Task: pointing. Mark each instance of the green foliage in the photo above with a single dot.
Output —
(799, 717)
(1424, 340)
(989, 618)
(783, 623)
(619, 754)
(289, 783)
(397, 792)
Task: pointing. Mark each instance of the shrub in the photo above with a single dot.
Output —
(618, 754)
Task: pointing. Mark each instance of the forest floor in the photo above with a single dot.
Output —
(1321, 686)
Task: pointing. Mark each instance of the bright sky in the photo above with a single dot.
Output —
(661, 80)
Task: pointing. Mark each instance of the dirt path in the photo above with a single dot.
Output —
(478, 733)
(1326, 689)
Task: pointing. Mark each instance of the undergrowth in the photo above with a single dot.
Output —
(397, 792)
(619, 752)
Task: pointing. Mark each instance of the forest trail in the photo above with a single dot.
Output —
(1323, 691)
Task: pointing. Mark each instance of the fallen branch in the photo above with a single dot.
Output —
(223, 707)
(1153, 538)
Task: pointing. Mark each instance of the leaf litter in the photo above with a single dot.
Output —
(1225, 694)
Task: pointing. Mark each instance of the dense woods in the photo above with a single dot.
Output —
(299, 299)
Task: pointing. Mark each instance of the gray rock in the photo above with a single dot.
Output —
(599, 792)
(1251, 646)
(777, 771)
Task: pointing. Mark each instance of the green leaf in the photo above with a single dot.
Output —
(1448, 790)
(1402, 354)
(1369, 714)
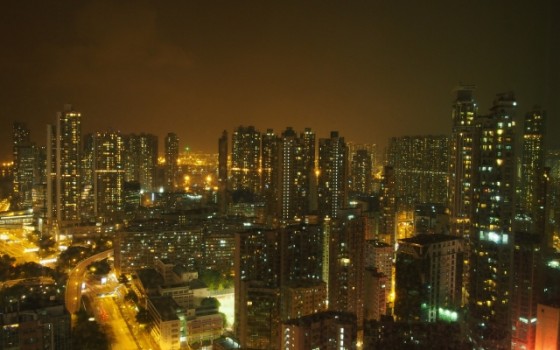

..............................

▶ _TASK DESCRIPTION_
Copy out all of the data above word for word, without the pictures.

▶ _EXERCISE RESPONSE_
Task: pointing. Mark each instance of the green foliage in the photo above with a single dot.
Output —
(799, 717)
(1424, 340)
(989, 618)
(783, 623)
(619, 754)
(289, 783)
(397, 792)
Task: pointing. Mark each instance of the shrub in the photo above with a single dot.
Output —
(618, 754)
Task: pointing. Mark each instance of the forest floor in the photo above with a single dot.
Output —
(1321, 686)
Task: pointing. Mark each instance of the bright sky in the photo above with a single dot.
Output —
(661, 80)
Task: pointing. Mark each instance of the dirt path in the photo above with a single dot.
Output —
(478, 733)
(1326, 689)
Task: pointing. Mark each instance of the undergrowth in the photo above with a single dot.
Output —
(397, 792)
(619, 752)
Task: pointing. Mark each instance of the forest trail in the photo above with a single dot.
Output —
(1323, 691)
Task: pointing. Mark each instance of the fallen branch in the photo above with a single dot.
Output —
(223, 707)
(1153, 538)
Task: pointing. Mark each instance of the leaf litter in the photo above with a single dot.
Output —
(1225, 694)
Task: pointing. Mark each instance of the dense woods in the photo above with a single dot.
Output —
(299, 299)
Task: pointing. Mark each instance of the gray rock in the photo above with a single dot.
Output —
(599, 792)
(1251, 646)
(777, 771)
Task: pointing. Mark each instance of the green leaf in the photo above with a single dot.
Output —
(1448, 790)
(1402, 354)
(1369, 714)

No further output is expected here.